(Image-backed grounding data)
┏━━
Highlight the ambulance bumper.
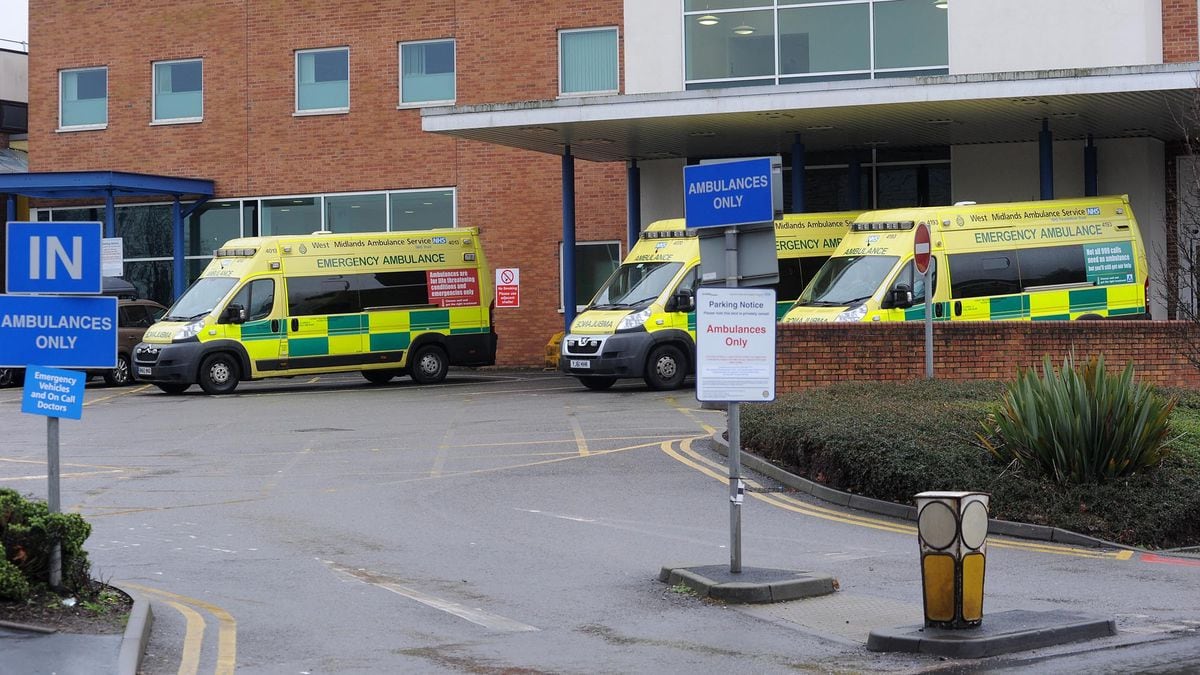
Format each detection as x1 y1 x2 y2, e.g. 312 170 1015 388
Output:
132 341 203 383
559 332 651 378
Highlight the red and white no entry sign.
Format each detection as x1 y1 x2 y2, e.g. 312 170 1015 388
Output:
914 222 931 275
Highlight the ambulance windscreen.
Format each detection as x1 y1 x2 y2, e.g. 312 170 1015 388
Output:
797 255 899 306
587 261 682 310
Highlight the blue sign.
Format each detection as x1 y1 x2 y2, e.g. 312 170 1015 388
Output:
684 158 775 229
0 295 117 368
22 366 86 420
6 221 103 294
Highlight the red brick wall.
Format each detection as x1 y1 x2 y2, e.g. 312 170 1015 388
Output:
1163 0 1199 62
777 322 1200 392
27 0 626 365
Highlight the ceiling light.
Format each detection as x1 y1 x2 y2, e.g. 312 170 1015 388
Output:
733 24 755 35
697 14 719 26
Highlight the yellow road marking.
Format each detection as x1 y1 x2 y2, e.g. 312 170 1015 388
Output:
380 440 664 485
122 582 237 675
669 401 718 435
83 384 151 406
568 415 590 457
664 437 1129 561
1 469 123 482
164 600 205 675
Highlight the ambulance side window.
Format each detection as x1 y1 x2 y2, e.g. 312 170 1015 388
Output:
891 259 936 303
229 278 275 321
948 251 1019 299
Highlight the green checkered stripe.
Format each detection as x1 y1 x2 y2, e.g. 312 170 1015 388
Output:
286 310 489 357
900 288 1144 322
┗━━
◆ Task brief:
Retrieve each line from the records above where the word "Highlight" occurs.

◆ Solution:
Highlight the ambulance bumper.
Highlight the red and white no entry sign.
Highlight the ambulance windscreen.
Highlight the blue sign.
Highlight the red brick wall.
Highlight the ceiling light.
Highlight the yellow road marking.
Highlight the ambulance side window.
Highlight the green checkered stripe.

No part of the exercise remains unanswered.